Какую сумму, согласно отрывку о болезни Александра, было приказано выдать каждому из братьев из казны великого князя?

• **Исходный отрывок**:
-----

Вместе с братом Михайлой пошел я к Куруте просить, чтобы Александра перевели в гвардейский корпус, хоть на время, для того чтобы мы могли за ним ходить. Курута тотчас же пошел к Константину Павловичу, который на то согласился, и через два часа Александр был прикомандирован к гвардейскому корпусу. Не знаю, через кого великий князь узнал о нужде, в которой мы находились; думаю, что в этом участвовал адъютант его Олсуфьев; только приказано было выдать нам из собственной, говорили, казны Его Высочества по 100 рублей бумажками на каждого. Хотя мы были без гроша денег, но посоветовались между собою, принимать ли эти деньги или нет? Рассудили, что, так как нельзя было великому князю отказать в приеме от него дара и что не было стыда ему обязываться, то деньги принять, и потому приняли их. Давно уже у нас не было такой суммы: 300 рублей у троих вместе. Мы сделали себе небольшой запас водки и колбасы и начали жить пороскошнее прежнего.
Мы положили Александра в общий сарай; но, видя, что адъютантам великого князя неприятно было лежать с больным, мы перенесли его на край деревни, в квартиру адъютантов генерала Ермолова, между коими Муромцов и Фон Визин нам были знакомы; с ними стоял и Петр Николаевич Ермолов. Добрые сослуживцы приняли брата ласково, дали ему лучший угол, ходили за ним, и через два дня он начал уже говорить и стал на ноги. Но я заразился от него через трубку, которую он мне дал курить; не более как час спустя после того показался у меня на языке пупырышек, а на другой вся внутренность покрылась сыпью и язвами, так что, при выступлении нашем из Полоцка, я уже был без языка и так болен, что не мог ехать верхом. Я не мог ничем питаться, кроме молока, и эта самая пища послужила мне лекарством. При выступлении нашем из Витебска я уже был опять на службе. Болезнь эта была, по-видимому, цинготная, и хотя я тогда от сего первого припадка поправился, но вскоре после того следы сей болезни обнаружились язвами на ногах, от которых я долго страдал, но, перемогаясь, не отставал от исполнения своих обязанностей.
Александр по выздоровлении своем оставался еще некоторое время при штабе великого князя, состоя при гвардейской пехоте, которой командовал генерал-лейтенант Лавров. Ермолов был назначен начальником Главного штаба при Барклае де Толли. Генерал-квартирмейстер Мухин был отправлен в Петербург, а на его место поступил квартирмейстерской части полковник Толь, офицер храбрый, решительный и опытный в военном деле. Он был известен по своим способностям, но не имел особенного ученого образования. Толь держался во все время войны на этом месте и, будучи полковником, распоряжался тогда действиями всей армии. Зная, сколько русские не любили немцев, он часто порицал медленность последних; но не менее того поддерживал и выводил в люди своих родственников и земляков. Толь хорошо знает по-русски, по-немецки же говорит только там, где нужно. Речь его всегда смелая и дельная. Однако же офицеры за его грубое обращение не любили его; он горд, вспыльчив, бывает даже и зол; впрочем, не слышно было, чтобы он кого-либо погубил по службе; напротив того, многих из служивших при нем он вывел в чины. Мало спит, деятелен и в огне особенно неутомим. Толь происхождения незнатного. Отец его живет в Нарве и, говорят, в бедности. Средства к жизни Толь сам приобрел трудами и службой.

-----

• **Сохранённые записи**:
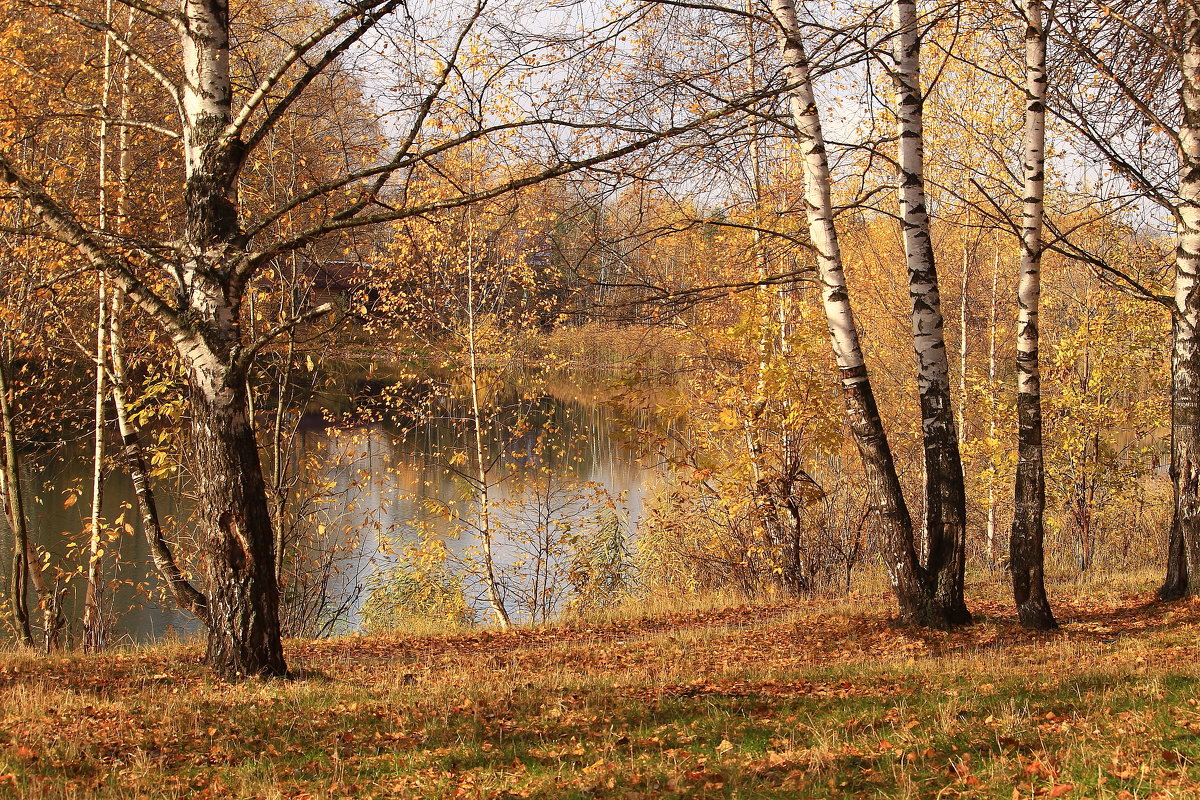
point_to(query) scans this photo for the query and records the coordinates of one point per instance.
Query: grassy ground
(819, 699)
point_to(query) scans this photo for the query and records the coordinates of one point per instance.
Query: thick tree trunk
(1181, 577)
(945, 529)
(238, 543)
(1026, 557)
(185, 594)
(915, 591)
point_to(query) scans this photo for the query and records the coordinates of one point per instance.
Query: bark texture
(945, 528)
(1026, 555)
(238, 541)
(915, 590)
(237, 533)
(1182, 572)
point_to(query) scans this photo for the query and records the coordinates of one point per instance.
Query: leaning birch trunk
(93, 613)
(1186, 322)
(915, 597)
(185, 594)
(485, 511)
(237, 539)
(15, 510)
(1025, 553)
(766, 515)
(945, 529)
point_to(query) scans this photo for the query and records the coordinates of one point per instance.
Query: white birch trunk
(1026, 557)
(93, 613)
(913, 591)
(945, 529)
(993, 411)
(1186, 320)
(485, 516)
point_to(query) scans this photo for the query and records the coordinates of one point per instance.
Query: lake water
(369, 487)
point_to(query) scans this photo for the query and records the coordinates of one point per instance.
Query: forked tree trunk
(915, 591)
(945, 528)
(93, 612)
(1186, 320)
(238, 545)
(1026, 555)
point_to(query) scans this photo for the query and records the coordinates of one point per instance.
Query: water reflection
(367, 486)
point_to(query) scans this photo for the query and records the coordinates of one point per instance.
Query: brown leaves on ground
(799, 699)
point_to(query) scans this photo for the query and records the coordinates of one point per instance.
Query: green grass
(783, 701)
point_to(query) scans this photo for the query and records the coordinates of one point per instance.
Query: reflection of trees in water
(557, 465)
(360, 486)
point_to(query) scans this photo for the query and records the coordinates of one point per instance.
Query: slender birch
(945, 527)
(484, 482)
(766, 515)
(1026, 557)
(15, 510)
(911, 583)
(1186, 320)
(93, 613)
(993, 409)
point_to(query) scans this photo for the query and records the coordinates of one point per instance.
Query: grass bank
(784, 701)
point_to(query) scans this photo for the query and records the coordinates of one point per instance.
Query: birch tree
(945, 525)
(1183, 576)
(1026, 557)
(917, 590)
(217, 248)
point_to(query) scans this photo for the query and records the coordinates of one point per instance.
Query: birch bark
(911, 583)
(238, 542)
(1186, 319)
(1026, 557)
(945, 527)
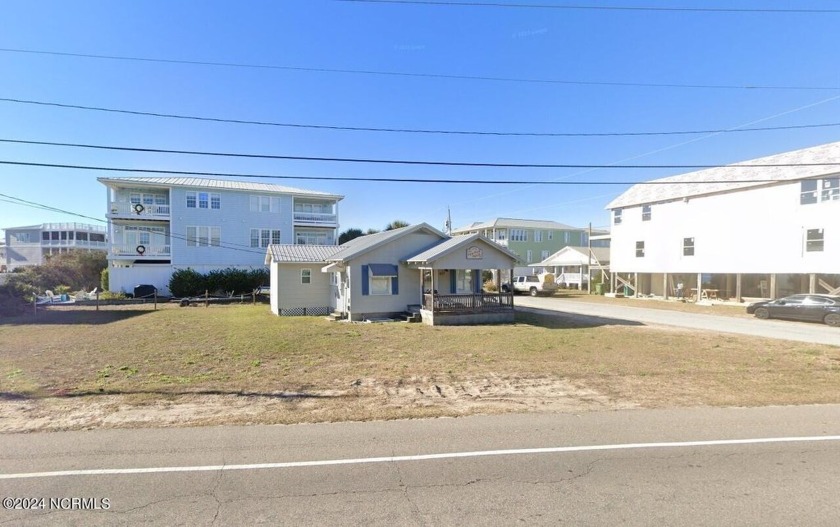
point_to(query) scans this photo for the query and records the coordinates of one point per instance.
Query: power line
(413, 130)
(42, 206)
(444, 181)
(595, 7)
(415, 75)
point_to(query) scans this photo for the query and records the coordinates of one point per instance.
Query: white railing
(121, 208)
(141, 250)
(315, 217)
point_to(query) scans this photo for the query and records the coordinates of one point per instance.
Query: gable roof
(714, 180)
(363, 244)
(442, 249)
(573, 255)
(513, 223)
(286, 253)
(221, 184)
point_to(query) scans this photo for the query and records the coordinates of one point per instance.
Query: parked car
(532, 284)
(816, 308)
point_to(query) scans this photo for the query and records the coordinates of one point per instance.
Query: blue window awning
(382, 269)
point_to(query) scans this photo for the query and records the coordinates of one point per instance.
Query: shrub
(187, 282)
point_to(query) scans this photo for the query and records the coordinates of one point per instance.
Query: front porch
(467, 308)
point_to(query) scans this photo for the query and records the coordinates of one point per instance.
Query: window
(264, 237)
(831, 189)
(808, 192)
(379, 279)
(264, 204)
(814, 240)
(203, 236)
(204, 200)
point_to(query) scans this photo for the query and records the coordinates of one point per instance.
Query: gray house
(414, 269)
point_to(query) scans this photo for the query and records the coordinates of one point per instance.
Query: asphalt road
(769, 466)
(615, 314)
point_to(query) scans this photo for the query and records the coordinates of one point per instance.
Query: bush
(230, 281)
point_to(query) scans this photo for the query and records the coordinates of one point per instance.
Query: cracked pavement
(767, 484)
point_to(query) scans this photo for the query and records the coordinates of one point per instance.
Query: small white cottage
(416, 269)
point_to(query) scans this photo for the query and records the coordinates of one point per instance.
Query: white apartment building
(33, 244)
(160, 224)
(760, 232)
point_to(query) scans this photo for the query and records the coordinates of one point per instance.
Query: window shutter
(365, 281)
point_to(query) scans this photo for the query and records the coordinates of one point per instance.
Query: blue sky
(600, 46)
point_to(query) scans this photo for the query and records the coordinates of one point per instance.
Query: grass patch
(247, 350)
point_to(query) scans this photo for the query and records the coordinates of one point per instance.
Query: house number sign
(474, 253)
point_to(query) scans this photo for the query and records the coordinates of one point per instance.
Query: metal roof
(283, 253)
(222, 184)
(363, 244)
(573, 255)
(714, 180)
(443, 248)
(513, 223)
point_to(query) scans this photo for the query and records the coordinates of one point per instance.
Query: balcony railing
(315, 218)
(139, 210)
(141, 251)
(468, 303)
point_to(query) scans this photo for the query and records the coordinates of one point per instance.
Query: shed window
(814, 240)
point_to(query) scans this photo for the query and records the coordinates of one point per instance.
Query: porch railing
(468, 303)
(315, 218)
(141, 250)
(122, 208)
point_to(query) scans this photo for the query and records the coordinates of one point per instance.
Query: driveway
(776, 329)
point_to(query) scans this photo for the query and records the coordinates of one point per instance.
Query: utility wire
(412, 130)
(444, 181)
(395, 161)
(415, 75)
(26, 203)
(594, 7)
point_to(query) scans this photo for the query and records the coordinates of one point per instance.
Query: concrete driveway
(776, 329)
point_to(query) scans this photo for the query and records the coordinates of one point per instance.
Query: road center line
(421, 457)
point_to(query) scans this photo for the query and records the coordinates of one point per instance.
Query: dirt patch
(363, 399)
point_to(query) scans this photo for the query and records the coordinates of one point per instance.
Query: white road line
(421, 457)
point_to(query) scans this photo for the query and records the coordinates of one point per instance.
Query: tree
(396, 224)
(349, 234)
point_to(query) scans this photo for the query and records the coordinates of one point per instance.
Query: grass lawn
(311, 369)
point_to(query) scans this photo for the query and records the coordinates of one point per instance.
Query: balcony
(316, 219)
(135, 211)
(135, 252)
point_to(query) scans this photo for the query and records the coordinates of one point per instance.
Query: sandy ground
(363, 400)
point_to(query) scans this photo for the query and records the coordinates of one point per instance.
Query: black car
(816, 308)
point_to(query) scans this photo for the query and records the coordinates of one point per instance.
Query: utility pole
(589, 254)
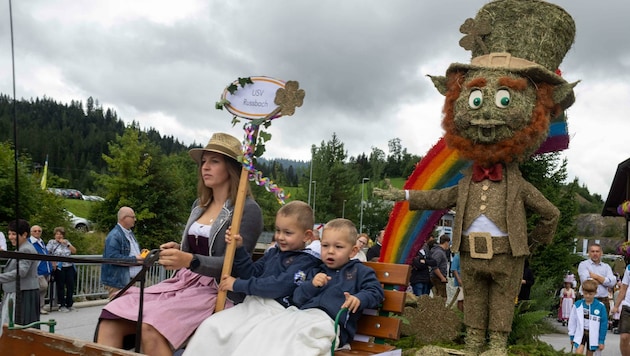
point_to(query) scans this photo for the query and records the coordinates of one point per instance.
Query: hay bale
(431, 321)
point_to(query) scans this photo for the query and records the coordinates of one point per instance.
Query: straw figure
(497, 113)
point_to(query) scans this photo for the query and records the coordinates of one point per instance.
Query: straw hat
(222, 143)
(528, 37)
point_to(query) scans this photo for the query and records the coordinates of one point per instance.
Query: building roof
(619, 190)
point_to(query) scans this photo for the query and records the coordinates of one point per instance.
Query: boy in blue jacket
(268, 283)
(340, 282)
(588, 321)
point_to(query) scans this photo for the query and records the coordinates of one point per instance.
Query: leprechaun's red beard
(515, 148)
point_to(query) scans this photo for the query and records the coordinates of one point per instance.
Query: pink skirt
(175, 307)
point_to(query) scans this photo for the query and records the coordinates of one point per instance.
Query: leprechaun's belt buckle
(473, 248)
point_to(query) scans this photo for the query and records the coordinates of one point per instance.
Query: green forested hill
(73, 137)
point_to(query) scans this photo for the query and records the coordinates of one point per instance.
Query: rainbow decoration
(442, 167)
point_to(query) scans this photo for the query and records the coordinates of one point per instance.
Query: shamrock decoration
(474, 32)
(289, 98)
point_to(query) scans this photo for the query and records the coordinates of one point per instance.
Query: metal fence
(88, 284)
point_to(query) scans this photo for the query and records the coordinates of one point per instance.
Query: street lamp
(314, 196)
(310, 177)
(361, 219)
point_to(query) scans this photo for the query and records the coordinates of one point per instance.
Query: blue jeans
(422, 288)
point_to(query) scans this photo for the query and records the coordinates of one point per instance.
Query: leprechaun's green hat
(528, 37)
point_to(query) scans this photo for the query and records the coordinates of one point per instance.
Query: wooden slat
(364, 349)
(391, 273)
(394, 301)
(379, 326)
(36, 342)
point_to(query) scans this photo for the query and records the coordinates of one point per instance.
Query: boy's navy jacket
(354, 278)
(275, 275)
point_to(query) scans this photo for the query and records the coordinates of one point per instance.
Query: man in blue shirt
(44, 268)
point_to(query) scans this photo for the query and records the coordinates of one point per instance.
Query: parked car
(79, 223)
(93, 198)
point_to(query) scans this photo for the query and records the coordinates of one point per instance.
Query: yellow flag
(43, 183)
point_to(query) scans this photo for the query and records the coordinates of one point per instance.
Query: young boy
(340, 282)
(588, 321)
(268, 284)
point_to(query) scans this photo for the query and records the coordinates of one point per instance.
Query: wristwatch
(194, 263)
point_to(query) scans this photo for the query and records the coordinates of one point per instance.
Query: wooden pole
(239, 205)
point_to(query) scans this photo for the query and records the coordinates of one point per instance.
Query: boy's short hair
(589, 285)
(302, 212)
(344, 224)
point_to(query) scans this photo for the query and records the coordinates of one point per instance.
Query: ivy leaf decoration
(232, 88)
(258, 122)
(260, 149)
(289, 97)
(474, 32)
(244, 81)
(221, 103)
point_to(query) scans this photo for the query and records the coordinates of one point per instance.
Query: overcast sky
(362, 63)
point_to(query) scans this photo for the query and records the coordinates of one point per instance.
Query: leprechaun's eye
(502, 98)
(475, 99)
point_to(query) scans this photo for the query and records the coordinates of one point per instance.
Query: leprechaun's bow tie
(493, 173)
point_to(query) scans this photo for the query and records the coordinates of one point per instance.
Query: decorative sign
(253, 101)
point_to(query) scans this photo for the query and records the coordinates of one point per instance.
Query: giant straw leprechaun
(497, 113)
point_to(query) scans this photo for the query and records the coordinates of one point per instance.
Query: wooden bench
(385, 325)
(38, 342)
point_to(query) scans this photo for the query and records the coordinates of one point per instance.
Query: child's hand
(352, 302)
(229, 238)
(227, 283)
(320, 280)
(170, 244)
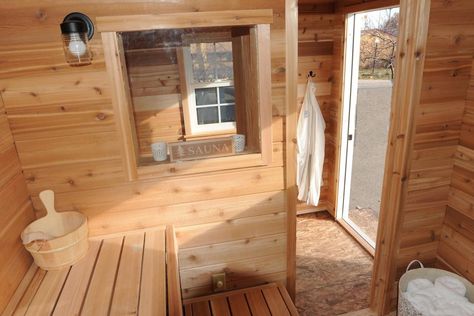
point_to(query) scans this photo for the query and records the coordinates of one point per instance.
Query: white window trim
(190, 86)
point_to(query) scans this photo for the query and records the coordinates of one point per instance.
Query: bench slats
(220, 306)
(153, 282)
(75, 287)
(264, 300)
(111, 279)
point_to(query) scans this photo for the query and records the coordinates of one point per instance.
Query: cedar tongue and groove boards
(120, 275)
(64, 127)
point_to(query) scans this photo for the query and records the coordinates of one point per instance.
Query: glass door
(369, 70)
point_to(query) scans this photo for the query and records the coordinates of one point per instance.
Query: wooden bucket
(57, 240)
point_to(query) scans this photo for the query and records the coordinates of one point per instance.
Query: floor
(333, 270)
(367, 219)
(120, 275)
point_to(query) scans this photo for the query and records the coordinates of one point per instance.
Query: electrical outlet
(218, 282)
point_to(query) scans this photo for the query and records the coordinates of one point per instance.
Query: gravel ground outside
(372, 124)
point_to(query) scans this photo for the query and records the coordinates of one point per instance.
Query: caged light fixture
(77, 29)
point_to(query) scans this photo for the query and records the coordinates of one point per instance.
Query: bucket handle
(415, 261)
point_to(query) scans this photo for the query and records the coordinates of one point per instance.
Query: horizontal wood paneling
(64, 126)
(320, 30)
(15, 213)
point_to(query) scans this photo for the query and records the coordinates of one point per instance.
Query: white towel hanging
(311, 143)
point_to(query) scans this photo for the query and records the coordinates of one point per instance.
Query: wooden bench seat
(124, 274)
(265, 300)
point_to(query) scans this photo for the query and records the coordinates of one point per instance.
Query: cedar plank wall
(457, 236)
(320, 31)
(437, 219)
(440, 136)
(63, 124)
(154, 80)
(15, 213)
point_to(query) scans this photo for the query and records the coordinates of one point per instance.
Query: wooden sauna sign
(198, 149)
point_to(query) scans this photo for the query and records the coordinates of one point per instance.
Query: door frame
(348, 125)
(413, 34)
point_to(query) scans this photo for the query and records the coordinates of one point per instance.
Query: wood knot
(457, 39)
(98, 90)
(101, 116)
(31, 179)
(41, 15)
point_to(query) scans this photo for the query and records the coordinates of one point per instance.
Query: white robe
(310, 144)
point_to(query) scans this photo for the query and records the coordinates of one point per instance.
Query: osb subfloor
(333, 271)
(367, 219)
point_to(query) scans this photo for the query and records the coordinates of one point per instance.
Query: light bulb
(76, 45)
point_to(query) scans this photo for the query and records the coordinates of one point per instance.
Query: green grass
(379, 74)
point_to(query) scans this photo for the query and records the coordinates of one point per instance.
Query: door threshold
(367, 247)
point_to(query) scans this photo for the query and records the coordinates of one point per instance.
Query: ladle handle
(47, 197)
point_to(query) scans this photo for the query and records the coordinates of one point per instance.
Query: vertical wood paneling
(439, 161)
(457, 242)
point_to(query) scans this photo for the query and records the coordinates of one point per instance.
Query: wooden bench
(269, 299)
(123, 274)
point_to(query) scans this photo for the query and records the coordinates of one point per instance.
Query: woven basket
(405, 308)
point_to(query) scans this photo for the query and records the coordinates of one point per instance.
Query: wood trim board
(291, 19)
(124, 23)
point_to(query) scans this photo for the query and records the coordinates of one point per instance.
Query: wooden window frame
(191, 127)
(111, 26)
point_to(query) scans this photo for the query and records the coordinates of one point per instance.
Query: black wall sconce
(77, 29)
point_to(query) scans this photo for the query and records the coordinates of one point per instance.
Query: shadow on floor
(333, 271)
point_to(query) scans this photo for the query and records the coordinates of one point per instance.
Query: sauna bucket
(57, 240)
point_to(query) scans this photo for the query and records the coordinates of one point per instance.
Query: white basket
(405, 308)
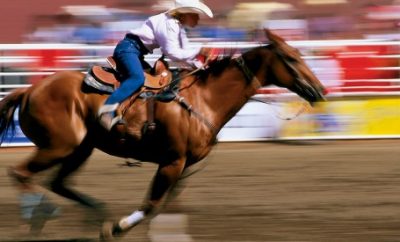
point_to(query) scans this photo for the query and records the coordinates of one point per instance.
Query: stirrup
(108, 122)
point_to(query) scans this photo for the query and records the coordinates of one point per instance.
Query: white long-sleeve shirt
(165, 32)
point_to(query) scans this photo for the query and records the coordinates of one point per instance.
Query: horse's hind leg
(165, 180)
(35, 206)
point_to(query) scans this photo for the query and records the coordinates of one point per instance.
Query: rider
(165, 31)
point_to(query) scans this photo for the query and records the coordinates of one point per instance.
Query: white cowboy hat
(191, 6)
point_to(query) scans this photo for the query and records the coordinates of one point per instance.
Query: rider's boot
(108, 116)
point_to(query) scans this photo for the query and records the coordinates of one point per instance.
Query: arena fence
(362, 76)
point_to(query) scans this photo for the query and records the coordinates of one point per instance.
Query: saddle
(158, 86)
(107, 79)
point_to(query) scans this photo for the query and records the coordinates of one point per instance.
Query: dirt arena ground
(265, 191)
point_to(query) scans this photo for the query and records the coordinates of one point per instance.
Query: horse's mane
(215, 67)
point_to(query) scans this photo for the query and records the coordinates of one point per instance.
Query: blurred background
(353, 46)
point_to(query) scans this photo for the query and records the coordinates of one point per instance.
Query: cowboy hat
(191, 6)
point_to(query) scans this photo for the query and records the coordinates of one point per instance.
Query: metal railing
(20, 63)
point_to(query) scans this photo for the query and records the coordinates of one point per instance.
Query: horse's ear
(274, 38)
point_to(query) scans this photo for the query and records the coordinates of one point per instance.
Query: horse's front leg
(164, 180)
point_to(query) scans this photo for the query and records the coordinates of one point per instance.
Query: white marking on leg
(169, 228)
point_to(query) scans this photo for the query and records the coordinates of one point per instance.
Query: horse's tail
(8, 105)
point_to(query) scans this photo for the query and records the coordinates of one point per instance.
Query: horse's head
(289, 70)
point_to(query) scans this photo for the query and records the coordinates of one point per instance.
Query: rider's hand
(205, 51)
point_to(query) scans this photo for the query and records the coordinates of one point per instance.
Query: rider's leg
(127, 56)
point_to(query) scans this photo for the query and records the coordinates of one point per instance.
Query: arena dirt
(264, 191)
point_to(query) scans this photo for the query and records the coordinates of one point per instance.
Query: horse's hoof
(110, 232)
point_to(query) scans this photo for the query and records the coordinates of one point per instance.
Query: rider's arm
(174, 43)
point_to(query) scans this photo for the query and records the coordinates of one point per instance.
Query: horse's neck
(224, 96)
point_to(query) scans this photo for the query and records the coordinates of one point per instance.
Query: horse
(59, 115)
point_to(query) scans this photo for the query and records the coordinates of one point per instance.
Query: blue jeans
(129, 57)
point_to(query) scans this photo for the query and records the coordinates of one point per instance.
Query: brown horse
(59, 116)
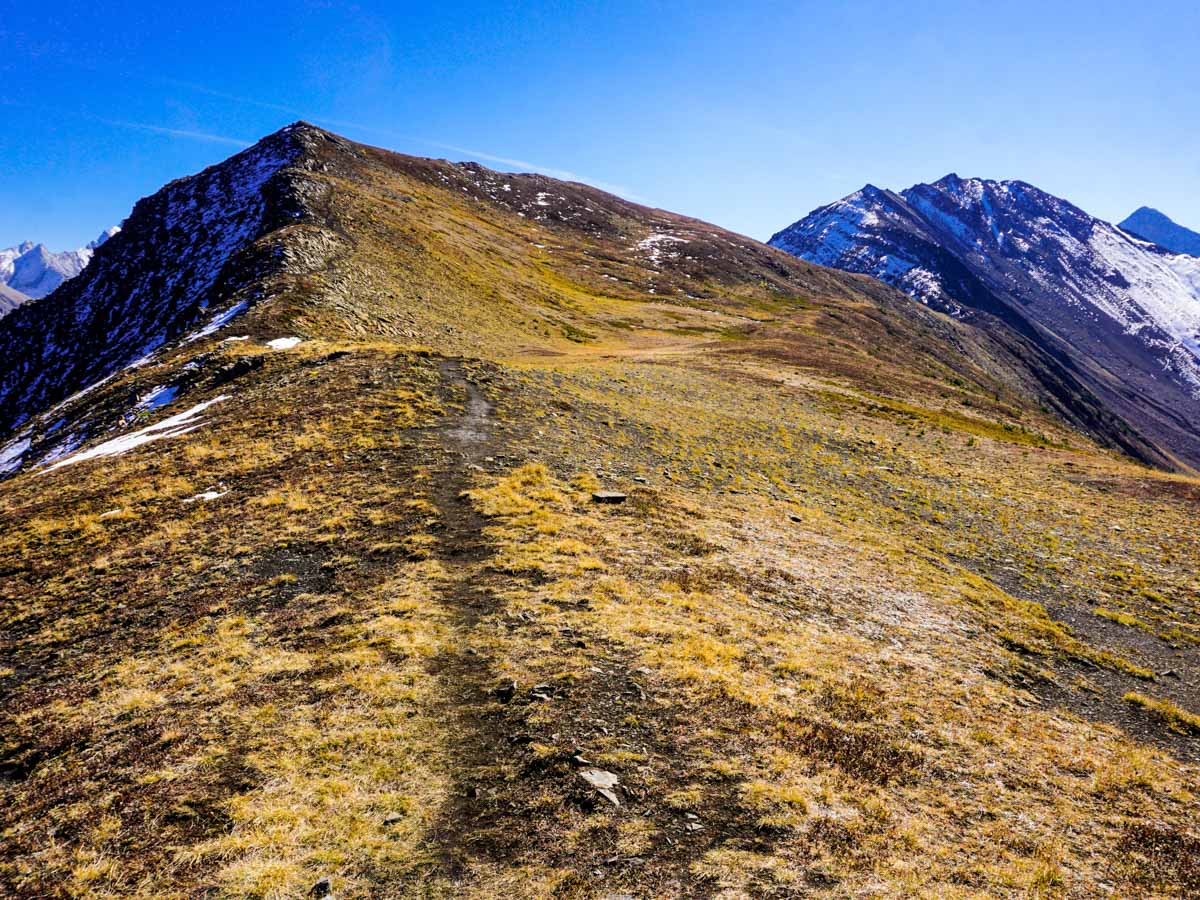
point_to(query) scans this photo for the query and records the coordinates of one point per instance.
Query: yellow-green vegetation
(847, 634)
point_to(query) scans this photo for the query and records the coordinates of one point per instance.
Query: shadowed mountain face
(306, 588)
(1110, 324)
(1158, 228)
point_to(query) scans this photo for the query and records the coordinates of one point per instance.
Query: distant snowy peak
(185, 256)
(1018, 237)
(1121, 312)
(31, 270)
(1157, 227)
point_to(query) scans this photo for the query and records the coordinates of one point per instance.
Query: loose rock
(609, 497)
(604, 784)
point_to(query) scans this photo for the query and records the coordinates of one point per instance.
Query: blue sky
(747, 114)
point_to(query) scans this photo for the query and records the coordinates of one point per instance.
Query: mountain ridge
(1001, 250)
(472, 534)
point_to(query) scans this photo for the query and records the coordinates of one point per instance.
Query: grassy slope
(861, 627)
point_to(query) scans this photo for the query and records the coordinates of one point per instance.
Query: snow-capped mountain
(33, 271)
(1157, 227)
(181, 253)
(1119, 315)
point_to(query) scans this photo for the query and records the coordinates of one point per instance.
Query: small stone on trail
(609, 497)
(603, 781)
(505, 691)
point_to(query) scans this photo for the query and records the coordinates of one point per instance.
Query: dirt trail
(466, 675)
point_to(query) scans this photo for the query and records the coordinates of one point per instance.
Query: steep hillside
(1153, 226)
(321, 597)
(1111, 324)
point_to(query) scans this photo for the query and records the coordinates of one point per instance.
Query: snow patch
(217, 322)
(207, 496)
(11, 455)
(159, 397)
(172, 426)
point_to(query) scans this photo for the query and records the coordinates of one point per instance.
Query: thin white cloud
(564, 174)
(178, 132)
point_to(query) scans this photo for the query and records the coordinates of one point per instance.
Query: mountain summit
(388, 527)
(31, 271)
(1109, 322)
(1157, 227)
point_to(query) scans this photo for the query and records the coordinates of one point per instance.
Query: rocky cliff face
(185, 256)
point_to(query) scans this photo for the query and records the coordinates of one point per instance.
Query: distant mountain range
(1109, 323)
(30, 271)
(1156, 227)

-----

• **Поле ответа**: По 100 рублей бумажками на каждого.